→ Stated problem 1: From the essay on Gusterson's article, list the factors in Sylvia's life that Gusterson addressed and that the essay says play into why she chose her profession.
→ Stated problem 2: Write the next paragraph of the essay on Gusterson's article, picking up after its final sentence.

→ Source passage:
—————

When reading “Becoming a Weapons Scientist,” the main idea
of the article was about how Gusterson’s perspective of the nuclear weapons
scientist profession changed after hearing the unique story of a woman named
Sylvia, a nuclear weapons scientist. Gusterson used to be an anti-nuclear
activist, so the entire article is about how his predilections about someone in
Sylvia’s position were challenged when he learned about her story. He addressed
the effects of Sylvia being a woman in a male-centric environment, how her aunt
was affected by radiation after the Hiroshima bombs, how her father was put in
a Japanese internment camp by the U.S. government. All of these factors play
into why Sylvia chose the profession she did, and why she did not succumb to
the moral conflicts of her job that Gusterson anticipated.
The aspect of the article that struck me most was the way in
which Gusterson described Livermore scientists’ approaches the moral dilemmas
of their jobs. Despite the political diversity among the employees at the
laboratory (starting on pg. 10), they are brought together under a few common principles
and produce nuclear weapons. Gusterson describes the Livermore scientists as
Consequentialists, which means that they believe that “actions should be judged
not by their intrinsic purity but by their consequences; hence if threatening
to destroy an entire city helps save the city, then it is moral to make the
threat” (Gusterson 12). Therefore, one of the big themes that Gusterson learned
in his research (and that he is trying to convince his readership) is that scientists
like Sylvia are working on developing nuclear weapons to make our society safer, not more dangerous. In fact,
Clark, one of Sylvia’s colleagues, said that he felt more comfortable working
on nuclear weapons than he would on conventional weapons because conventional
weapons are used to kill people more routinely because of their non-genocidal
nature (13).

—————

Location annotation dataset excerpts
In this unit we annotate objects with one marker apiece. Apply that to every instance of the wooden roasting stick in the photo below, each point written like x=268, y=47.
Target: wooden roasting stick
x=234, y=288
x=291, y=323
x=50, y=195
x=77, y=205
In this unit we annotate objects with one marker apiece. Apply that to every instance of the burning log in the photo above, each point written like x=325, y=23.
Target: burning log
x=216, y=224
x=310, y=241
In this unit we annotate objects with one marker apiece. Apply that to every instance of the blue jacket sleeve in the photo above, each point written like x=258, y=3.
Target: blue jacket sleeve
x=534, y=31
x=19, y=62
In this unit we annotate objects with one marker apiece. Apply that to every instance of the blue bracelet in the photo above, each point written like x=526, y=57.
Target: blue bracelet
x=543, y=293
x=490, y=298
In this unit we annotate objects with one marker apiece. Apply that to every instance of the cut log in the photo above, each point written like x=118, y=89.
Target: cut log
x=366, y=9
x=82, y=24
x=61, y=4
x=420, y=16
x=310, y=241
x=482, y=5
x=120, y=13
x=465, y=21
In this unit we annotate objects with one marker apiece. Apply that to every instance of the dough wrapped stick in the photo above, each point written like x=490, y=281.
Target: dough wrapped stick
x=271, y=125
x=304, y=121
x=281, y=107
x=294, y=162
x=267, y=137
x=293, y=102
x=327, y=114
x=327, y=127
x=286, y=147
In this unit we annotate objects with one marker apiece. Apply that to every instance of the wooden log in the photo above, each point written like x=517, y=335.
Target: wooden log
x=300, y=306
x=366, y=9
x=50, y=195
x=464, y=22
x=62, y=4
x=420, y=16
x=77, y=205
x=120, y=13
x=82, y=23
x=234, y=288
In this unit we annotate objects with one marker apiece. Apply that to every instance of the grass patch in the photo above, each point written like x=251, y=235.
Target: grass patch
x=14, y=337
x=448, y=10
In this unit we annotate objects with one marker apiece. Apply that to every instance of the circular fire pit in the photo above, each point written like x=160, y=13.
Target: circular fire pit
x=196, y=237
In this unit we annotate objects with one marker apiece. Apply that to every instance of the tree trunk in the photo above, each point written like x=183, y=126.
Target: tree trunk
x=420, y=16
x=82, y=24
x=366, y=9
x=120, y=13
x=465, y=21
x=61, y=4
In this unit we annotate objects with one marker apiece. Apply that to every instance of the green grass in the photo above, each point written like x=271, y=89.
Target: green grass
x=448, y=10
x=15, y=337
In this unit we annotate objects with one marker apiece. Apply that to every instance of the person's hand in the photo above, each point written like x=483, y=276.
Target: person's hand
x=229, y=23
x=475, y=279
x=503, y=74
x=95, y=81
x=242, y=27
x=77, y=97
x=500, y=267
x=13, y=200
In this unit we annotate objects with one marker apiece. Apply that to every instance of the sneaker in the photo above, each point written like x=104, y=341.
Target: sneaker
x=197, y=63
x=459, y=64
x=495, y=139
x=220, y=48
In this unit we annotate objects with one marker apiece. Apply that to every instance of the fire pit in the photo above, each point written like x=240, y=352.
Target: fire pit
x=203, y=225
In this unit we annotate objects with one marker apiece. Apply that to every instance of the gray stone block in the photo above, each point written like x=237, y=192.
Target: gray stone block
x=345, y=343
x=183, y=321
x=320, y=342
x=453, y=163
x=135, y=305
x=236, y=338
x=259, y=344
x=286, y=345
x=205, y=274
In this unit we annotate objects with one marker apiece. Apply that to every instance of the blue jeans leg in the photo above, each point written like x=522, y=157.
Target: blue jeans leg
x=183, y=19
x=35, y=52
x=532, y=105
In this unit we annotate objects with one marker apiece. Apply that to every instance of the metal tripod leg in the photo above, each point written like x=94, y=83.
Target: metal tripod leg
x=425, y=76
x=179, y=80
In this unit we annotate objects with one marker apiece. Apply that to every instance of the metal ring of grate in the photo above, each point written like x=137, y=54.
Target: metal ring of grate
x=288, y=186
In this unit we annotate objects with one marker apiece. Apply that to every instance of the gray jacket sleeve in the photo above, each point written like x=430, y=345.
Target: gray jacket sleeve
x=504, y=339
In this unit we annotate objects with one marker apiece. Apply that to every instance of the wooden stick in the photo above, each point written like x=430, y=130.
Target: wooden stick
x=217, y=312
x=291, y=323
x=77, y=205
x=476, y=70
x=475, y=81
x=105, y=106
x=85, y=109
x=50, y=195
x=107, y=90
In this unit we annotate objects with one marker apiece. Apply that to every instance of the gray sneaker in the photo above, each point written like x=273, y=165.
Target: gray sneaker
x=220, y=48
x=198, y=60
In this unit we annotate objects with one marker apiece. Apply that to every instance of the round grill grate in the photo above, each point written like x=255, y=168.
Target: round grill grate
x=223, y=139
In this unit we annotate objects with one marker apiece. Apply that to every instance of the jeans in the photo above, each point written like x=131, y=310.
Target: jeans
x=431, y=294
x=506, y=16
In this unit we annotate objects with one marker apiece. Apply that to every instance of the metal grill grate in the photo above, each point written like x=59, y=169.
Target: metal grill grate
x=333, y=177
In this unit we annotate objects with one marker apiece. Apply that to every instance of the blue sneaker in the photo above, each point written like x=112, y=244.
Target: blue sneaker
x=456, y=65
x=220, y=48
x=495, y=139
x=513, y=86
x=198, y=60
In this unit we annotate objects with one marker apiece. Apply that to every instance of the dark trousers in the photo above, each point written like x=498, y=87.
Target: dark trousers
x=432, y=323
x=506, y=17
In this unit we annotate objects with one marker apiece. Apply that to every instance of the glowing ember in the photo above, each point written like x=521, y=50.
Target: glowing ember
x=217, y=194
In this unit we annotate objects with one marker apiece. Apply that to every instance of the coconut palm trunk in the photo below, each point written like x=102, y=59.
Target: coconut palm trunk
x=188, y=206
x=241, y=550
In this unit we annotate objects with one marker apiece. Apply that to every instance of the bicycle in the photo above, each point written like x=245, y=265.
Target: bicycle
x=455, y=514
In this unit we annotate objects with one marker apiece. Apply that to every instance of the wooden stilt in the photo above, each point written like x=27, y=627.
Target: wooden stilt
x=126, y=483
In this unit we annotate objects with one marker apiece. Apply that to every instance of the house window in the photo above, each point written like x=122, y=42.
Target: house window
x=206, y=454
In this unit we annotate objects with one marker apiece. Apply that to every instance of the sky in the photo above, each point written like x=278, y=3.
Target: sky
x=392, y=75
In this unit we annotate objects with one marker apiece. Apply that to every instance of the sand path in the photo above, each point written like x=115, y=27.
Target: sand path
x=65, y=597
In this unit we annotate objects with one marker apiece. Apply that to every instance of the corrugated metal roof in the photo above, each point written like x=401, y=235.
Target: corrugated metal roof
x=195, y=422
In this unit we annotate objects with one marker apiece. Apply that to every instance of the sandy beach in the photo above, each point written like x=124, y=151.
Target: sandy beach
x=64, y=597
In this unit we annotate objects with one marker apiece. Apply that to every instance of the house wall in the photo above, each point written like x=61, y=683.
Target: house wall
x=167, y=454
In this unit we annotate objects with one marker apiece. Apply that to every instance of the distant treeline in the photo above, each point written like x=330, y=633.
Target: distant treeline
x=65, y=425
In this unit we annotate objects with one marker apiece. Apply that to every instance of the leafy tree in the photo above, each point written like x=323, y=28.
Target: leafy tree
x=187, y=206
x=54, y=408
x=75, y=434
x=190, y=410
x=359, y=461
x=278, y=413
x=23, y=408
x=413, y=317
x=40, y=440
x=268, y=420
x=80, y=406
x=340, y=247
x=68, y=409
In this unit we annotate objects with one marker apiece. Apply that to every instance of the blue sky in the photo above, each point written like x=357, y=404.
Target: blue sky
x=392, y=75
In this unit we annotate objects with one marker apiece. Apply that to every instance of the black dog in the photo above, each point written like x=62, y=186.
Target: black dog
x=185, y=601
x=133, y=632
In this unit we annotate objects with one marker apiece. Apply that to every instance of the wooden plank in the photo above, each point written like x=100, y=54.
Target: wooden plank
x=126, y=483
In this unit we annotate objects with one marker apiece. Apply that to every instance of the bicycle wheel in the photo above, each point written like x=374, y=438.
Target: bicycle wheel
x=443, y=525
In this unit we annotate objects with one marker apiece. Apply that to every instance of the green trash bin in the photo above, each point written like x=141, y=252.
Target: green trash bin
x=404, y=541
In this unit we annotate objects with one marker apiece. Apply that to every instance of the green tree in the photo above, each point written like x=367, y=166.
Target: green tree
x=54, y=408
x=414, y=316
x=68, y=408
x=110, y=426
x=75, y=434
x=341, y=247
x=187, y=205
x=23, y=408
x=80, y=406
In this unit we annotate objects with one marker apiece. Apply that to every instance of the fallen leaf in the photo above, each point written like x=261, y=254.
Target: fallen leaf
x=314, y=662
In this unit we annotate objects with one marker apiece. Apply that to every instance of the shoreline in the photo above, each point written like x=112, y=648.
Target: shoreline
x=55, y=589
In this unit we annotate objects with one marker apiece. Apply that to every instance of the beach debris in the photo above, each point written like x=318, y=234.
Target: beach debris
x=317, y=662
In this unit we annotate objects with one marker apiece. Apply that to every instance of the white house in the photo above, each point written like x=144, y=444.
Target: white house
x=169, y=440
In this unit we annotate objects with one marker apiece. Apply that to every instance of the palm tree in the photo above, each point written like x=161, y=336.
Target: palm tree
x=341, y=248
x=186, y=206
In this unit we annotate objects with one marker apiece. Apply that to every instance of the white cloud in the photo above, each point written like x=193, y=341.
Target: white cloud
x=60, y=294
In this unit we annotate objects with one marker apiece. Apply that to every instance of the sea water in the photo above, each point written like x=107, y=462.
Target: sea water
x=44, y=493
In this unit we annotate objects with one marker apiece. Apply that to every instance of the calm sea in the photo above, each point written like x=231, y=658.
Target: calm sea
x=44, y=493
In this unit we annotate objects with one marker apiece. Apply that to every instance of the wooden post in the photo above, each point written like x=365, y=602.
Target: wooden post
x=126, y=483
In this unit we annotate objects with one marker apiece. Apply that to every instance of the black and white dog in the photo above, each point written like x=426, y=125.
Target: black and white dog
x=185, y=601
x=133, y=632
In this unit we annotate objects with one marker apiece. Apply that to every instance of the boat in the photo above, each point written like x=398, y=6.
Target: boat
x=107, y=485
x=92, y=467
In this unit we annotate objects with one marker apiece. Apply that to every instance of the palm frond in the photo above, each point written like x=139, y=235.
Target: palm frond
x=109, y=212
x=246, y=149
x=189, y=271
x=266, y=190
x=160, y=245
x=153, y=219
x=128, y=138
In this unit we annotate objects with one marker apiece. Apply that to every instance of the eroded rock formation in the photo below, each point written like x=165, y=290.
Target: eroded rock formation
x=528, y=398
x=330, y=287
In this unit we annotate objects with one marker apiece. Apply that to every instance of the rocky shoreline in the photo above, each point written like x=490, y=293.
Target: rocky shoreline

—————

→ Written reply 1:
- Being a woman in a male-centric environment
- Her aunt being affected by radiation after the Hiroshima bombs
- Her father being put in a Japanese internment camp by the U.S. government

→ Written reply 2:
In the context of the class, this reading is relevant
because it shows an example of how accepted social constructions can be
challenged and changed by researching, interviewing, and uncovering specific
life stories and perspectives. Gusterson believed that all nuclear scientists
had some kind of skewed moral compass in order to do what they do. Instead,
Gusterson learned that Sylvia wanted to work in a nuclear lab because she was
afraid of the unknown and the uncertain of these powerful weapons. Perhaps most
interestingly, morality still plays a huge role in why Sylvia wants to work on
nuclear weapons, just not in the way Gusterson anticipated. Sylvia wants to
make the world safer and to understand the most dangerous weapons so that she
can take measures to tame their effects. Like Gusterson, by reading this
article, I have changed my opinion on a social construction that I used to
accept as fact.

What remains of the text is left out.